- _EXTRACT PROVIDED_
++++++++++

Logs ingestion

I’m trying to setup logs ingestion for multiple systems. I have installed filebeat on all hosts and pushed all system logs with journald and container logs with a filestream for `/var/lib/docker/containers/*/*.log`. Everything is great up to here.

Now I wanna start parsing those logs and instead of them ending up in the filebeat streams with the message as plain text, have them end up in separate indices with extracted fields.

If I insert a default pipeline on the filebeat-* indices I can filter some logs that I want, extract fields, and reroute them to another index. After adding a new pipeline like that, how can I reindex old data through it? The issue here is that I request a manual reindex for all logs that were ingested before the pipeline existed I have to a specify a new destination index for the reindex operation. So all old logs from filebeat will pass through the pipeline, those that match my filters will parse and index fine, but those that don’t will be copied to the reindex destination index. That’s useless for me, I want the pipeline to not bother at all for the non matching logs. To my understanding you cannot specify a filter to the reindex operation. The whole index has to pass through it and non matching documents will have to end up in a useless index.

Another issue is I’m not sure how I could work with multiline logs with this. Is it possible to join multiple docs in a single new document and work with that? I haven’t found a way.

Generally it feels like I’m using the whole stack wrong, on every other step I find out these operations don’t wanna make things easy for me. So am I doing something fundamentally wrong here? Is a whole different approach better for this?

++++++++++

- _REQUIREMENTS_
• a. From the logs ingestion post, copy the passage starting with "Generally it feels" and going on through "better for this?".
• b. Based on the logs ingestion post, decide whether each statement is true, answering yes or no and quoting the words that settle it: (i) Filebeat was installed on all hosts. (ii) The writer found a way to join multiple docs into a single new document. (iii) Container logs were pushed with journald.
• c. In the logs ingestion post, on which indices does the writer insert a default pipeline?

- _Records from a data source_
++++++++++

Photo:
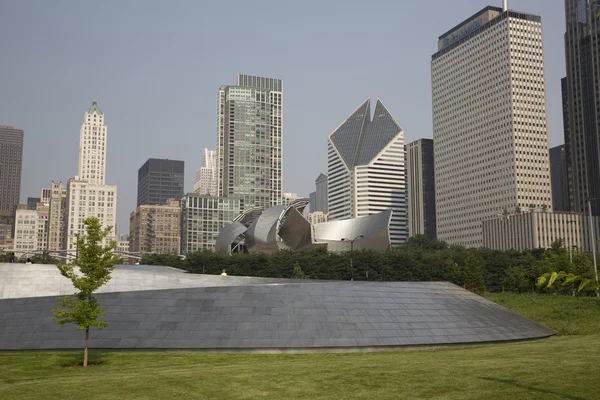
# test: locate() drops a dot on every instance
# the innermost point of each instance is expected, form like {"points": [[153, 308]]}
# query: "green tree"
{"points": [[44, 258], [298, 273], [95, 262], [473, 275], [516, 280], [454, 273]]}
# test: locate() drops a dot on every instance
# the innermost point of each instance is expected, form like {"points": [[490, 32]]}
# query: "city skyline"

++++++++++

- _RESULTS BY TASK_
• a.
Generally it feels like I’m using the whole stack wrong, on every other step I find out these operations don’t wanna make things easy for me. So am I doing something fundamentally wrong here? Is a whole different approach better for this?

• b.
(i) Yes: "I have installed filebeat on all hosts"
(ii) No: "I haven’t found a way."
(iii) No: "container logs with a filestream for `/var/lib/docker/containers/*/*.log`"

• c. On the filebeat-* indices.